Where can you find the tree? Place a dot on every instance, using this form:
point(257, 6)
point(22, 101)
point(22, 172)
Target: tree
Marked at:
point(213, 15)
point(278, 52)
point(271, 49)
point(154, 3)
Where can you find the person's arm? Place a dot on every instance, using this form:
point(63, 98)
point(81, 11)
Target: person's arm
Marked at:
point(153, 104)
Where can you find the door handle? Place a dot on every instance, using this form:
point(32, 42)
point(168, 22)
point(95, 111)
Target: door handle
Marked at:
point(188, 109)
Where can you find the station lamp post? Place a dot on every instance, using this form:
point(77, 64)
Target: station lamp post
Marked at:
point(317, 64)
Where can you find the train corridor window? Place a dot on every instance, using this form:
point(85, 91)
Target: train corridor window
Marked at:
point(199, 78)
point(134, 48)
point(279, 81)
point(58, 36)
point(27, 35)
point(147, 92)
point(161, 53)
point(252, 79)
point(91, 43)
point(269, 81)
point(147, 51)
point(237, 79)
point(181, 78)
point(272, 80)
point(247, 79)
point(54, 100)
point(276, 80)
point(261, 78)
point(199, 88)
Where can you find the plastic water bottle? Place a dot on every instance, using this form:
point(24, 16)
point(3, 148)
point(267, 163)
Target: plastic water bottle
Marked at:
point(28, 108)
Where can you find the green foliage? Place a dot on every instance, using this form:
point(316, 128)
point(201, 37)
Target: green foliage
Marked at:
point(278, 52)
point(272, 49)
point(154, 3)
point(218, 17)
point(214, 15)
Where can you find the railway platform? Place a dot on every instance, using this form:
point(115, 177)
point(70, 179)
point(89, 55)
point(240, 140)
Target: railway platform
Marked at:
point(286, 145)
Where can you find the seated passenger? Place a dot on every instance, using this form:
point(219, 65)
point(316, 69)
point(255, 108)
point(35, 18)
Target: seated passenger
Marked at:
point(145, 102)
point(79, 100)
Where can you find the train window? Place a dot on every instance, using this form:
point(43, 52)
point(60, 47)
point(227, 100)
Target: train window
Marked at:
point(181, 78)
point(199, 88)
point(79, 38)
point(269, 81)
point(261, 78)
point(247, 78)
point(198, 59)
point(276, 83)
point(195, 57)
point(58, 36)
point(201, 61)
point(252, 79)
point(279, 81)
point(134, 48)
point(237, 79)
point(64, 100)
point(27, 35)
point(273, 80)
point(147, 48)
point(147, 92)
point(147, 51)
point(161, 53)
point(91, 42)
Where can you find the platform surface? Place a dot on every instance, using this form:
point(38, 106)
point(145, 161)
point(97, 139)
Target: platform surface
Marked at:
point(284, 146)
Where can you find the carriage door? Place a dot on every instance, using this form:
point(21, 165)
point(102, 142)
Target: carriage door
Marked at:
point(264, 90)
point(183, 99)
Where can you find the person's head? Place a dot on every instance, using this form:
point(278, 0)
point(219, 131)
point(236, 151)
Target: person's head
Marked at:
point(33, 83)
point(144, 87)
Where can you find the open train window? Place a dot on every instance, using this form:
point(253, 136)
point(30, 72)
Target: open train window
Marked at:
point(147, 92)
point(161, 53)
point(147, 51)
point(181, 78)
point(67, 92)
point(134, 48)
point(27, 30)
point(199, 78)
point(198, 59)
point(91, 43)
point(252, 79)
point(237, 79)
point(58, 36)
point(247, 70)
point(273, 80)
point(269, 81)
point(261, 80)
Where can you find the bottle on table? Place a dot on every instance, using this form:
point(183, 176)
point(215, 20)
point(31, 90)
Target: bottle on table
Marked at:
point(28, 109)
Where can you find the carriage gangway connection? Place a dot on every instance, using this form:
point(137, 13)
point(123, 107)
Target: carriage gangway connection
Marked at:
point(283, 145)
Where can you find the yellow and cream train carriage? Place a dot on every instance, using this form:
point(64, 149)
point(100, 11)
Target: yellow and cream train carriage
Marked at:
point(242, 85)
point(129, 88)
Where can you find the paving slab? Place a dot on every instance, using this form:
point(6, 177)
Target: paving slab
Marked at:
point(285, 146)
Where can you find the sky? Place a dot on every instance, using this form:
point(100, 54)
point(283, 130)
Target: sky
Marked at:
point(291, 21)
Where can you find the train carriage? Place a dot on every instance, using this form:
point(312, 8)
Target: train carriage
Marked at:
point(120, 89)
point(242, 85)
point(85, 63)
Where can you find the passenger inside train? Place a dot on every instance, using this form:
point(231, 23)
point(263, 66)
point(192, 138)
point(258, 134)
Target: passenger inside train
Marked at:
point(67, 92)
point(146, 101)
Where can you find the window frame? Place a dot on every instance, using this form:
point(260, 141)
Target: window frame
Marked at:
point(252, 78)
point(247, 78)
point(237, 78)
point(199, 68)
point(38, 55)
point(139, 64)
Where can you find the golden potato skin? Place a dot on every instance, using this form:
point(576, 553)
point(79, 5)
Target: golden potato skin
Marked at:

-=-=-=-=-

**Activity**
Every line of the data must appear again in the answer, exactly as written.

**Your response**
Where can you find the tree? Place a dot on every instance, using this form:
point(257, 6)
point(22, 101)
point(22, 172)
Target: tree
Marked at:
point(213, 15)
point(278, 52)
point(271, 49)
point(154, 3)
Where can you find the person's arm? Place a dot on every instance, using this form:
point(63, 98)
point(81, 11)
Target: person's arm
Marked at:
point(153, 104)
Where can you find the door handle? Place a dot on every instance, using this form:
point(32, 42)
point(168, 22)
point(95, 111)
Target: door handle
Marked at:
point(188, 109)
Where can you find the station lamp post? Place a dot on every instance, using this form:
point(77, 64)
Target: station lamp post
Marked at:
point(317, 64)
Where can you find the train corridor window? Place a dot on every instance, using this form:
point(85, 91)
Target: train corridor window
Marked at:
point(199, 78)
point(134, 48)
point(279, 81)
point(58, 36)
point(27, 35)
point(147, 92)
point(161, 53)
point(252, 79)
point(91, 43)
point(269, 81)
point(147, 51)
point(237, 79)
point(181, 78)
point(272, 80)
point(247, 79)
point(54, 100)
point(276, 80)
point(261, 78)
point(199, 88)
Where can you find the plastic water bottle? Place a dot on every instance, using this form:
point(24, 16)
point(3, 148)
point(267, 163)
Target: plastic water bottle
Marked at:
point(28, 108)
Where can you find the green foliage? Place a dot on every instance, using this form:
point(316, 128)
point(201, 37)
Target: green foliage
Marked at:
point(278, 52)
point(272, 49)
point(154, 3)
point(218, 17)
point(214, 15)
Where can you find the railway platform? Place a dot on every instance, using this form:
point(115, 177)
point(70, 179)
point(89, 55)
point(240, 140)
Target: railway platform
Marked at:
point(286, 145)
Where can you find the seated passenger? Place a dot on every instance, using this form:
point(219, 65)
point(316, 69)
point(255, 108)
point(35, 18)
Target: seated passenger
Marked at:
point(145, 102)
point(79, 100)
Where can you find the train window? Place a dot on every instance, using this form:
point(43, 52)
point(60, 47)
point(227, 100)
Target: train window
Marked at:
point(181, 78)
point(199, 88)
point(79, 38)
point(269, 81)
point(261, 78)
point(247, 78)
point(198, 59)
point(276, 83)
point(195, 57)
point(58, 36)
point(201, 61)
point(252, 79)
point(279, 81)
point(134, 48)
point(237, 79)
point(64, 100)
point(27, 35)
point(273, 80)
point(147, 48)
point(147, 92)
point(147, 51)
point(161, 53)
point(91, 42)
Where can you find the platform surface? Place a dot on every instance, using this form:
point(38, 106)
point(145, 161)
point(97, 139)
Target: platform surface
Marked at:
point(284, 146)
Where can you find the carriage door? Place a dot on every instance, using this form:
point(21, 165)
point(102, 142)
Target: carriage door
Marked at:
point(264, 90)
point(183, 99)
Where can you find the person's head? Place a dot on every instance, using this form:
point(278, 0)
point(219, 131)
point(236, 151)
Target: person's head
Marked at:
point(33, 83)
point(144, 87)
Where can you find the open train window? Place a dot on every instance, using this form:
point(253, 136)
point(30, 72)
Target: open train window
Marked at:
point(147, 92)
point(161, 53)
point(147, 51)
point(181, 78)
point(67, 92)
point(134, 48)
point(27, 30)
point(199, 78)
point(198, 59)
point(91, 43)
point(252, 79)
point(237, 79)
point(58, 36)
point(247, 70)
point(273, 80)
point(269, 81)
point(261, 80)
Where can you find the bottle on table? Place a dot on every instance, using this form:
point(183, 176)
point(215, 20)
point(31, 90)
Target: bottle on table
Marked at:
point(28, 109)
Where can you find the carriage gangway connection? Place a dot on every instance, using this form:
point(137, 13)
point(123, 107)
Target: carriage gangway connection
Marked at:
point(283, 145)
Where can you find the yellow and cream train carriage? Place a dot on every instance, using this form:
point(64, 149)
point(100, 11)
Target: yellow and cream train carriage
Marked at:
point(242, 85)
point(129, 88)
Where can you find the paving slab? Place a dot on every instance, using this form:
point(6, 177)
Target: paving slab
Marked at:
point(285, 146)
Where can you find the sky? Place a dot on every instance, using this form:
point(100, 54)
point(283, 130)
Target: sky
Marked at:
point(291, 21)
Where can you find the train carriage? Place a dot on every instance, using this form:
point(312, 8)
Target: train carriage
Marked at:
point(120, 89)
point(242, 85)
point(85, 63)
Where can you find the passenger inside train? Place a dot on every instance, using this form:
point(231, 23)
point(263, 66)
point(192, 138)
point(258, 134)
Target: passenger inside train
Marked at:
point(67, 92)
point(146, 101)
Where can you find the window frame? Place a dot on every instance, using this form:
point(260, 141)
Target: window frame
Marked at:
point(252, 78)
point(247, 78)
point(237, 78)
point(199, 68)
point(38, 55)
point(139, 64)
Where can you find the golden potato skin? Place a dot on every instance, using this form:
point(576, 553)
point(79, 5)
Target: golden potato skin
Marked at:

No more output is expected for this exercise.